### EXERCISE TASK
Which lines in the records below contain the string "hillside"? Copy out each matching line in full, and treat the match as case-sensitive.

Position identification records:
+--

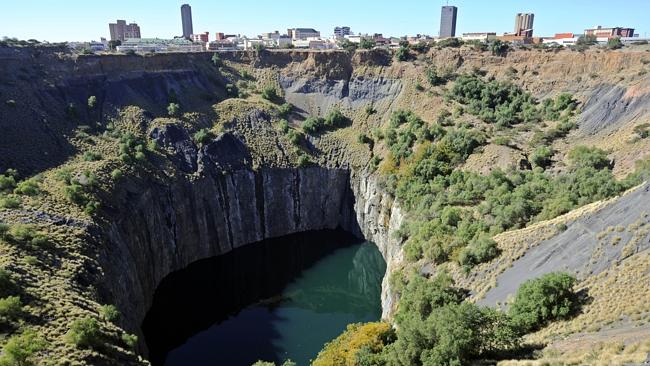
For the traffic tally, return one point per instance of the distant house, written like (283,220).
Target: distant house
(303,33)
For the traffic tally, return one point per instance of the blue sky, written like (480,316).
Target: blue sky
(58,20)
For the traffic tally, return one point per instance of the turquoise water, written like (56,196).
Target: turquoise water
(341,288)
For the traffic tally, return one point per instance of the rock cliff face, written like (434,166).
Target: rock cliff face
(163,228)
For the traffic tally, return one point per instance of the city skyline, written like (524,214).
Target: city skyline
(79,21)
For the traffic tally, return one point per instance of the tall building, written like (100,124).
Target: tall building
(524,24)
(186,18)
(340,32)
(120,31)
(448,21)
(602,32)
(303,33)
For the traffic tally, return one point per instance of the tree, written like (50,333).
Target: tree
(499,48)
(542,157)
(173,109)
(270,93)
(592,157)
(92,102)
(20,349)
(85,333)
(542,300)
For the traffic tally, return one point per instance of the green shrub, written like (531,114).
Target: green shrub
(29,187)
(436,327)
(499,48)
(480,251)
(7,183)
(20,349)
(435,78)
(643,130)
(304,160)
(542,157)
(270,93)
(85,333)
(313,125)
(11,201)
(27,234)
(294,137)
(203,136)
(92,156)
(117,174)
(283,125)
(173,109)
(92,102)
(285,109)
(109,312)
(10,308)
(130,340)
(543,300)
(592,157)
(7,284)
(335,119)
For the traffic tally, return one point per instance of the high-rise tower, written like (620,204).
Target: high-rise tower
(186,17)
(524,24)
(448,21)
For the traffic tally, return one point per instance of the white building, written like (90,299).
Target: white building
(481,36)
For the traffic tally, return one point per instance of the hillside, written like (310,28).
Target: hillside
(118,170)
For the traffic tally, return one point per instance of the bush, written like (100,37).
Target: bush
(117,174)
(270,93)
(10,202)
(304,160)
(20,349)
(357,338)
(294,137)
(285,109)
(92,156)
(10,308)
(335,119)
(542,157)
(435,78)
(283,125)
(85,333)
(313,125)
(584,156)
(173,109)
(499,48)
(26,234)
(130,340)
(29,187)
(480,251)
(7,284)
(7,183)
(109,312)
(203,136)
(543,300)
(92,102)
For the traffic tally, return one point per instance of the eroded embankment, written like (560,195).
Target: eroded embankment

+--

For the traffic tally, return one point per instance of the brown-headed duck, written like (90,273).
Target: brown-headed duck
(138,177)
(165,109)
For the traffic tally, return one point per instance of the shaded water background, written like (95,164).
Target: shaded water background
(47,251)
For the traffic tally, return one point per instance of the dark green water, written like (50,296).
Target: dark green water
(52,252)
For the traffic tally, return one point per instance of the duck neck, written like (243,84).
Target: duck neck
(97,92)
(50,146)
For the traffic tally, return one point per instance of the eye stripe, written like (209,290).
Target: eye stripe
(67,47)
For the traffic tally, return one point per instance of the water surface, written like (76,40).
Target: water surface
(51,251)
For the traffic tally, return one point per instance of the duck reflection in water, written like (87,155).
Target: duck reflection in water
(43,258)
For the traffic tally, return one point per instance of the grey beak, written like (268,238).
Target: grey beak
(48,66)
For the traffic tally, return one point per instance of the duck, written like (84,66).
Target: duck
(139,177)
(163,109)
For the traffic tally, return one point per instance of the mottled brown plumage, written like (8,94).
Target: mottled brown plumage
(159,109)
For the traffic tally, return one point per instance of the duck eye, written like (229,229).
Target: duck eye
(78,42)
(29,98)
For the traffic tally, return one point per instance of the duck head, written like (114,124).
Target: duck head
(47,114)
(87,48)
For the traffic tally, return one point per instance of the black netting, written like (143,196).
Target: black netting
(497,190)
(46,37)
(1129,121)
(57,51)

+--

### OUTPUT FOR THIS TASK
For the traffic tally, return one point per instance of the hillside, written like (310,28).
Target: hillside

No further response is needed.